ASSIGNED TASK
Note each line in the data holding the string "below" and report it.

(Source records)
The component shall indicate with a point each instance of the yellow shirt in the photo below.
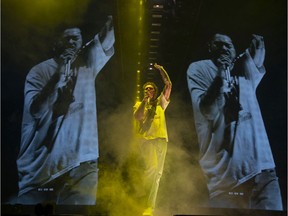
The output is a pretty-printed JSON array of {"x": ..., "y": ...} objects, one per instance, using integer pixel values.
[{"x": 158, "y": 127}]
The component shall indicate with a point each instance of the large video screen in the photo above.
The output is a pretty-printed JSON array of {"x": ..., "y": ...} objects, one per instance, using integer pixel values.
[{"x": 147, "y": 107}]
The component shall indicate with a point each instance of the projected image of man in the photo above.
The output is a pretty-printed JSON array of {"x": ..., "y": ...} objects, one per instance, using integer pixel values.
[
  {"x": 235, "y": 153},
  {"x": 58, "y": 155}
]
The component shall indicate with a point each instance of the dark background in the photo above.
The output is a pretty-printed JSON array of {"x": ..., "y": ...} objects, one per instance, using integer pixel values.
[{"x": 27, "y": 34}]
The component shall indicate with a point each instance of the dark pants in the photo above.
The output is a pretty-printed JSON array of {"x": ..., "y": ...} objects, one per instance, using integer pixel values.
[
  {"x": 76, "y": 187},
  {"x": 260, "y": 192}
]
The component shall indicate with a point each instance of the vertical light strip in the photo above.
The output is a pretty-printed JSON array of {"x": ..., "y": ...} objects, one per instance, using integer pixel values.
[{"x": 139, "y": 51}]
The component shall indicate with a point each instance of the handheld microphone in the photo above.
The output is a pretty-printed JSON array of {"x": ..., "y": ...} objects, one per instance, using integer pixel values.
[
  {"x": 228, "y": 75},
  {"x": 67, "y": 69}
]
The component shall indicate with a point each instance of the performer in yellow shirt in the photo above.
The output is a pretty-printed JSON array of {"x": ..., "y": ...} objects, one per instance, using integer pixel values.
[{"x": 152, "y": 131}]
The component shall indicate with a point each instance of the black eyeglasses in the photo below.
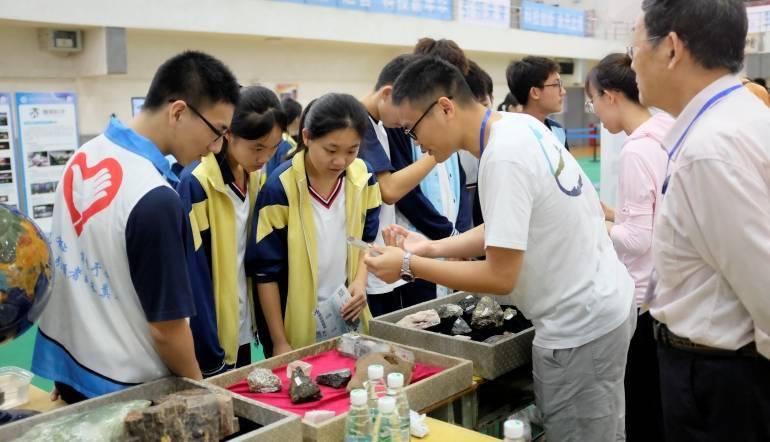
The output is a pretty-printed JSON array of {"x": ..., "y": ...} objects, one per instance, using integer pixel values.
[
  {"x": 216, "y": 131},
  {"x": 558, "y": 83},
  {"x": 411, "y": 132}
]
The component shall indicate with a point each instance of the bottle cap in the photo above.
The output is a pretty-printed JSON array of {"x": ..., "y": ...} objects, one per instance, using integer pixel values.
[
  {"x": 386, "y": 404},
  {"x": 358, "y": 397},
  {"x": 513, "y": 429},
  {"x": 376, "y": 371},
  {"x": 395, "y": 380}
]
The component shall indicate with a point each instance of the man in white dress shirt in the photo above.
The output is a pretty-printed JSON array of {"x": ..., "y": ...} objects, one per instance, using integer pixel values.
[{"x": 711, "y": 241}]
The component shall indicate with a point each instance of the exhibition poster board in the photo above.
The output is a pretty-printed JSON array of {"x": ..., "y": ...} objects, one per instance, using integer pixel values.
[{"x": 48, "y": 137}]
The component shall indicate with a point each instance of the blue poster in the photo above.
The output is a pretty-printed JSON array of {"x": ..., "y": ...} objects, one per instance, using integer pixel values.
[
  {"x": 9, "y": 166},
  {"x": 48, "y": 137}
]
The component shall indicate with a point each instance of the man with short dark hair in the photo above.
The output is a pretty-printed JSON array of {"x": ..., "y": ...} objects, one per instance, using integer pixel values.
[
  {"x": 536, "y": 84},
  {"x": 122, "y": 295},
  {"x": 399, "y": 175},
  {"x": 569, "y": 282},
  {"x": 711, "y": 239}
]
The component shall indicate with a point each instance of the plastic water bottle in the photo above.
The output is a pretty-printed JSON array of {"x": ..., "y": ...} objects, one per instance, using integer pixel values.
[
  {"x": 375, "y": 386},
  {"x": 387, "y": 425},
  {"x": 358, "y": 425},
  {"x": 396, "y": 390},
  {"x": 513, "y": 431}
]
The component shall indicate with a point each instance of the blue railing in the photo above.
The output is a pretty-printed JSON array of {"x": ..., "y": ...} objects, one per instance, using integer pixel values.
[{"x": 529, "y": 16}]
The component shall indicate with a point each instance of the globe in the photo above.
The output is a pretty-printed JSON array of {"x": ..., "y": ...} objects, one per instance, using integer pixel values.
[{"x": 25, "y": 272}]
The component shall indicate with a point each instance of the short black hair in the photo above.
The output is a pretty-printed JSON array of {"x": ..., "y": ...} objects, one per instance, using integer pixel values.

EXERCISE ANSWER
The component shall indicate with a point each instance of the yellow shirt in the photo below.
The component shall indicate with a point each instance of the black eyeglasses in the photo below.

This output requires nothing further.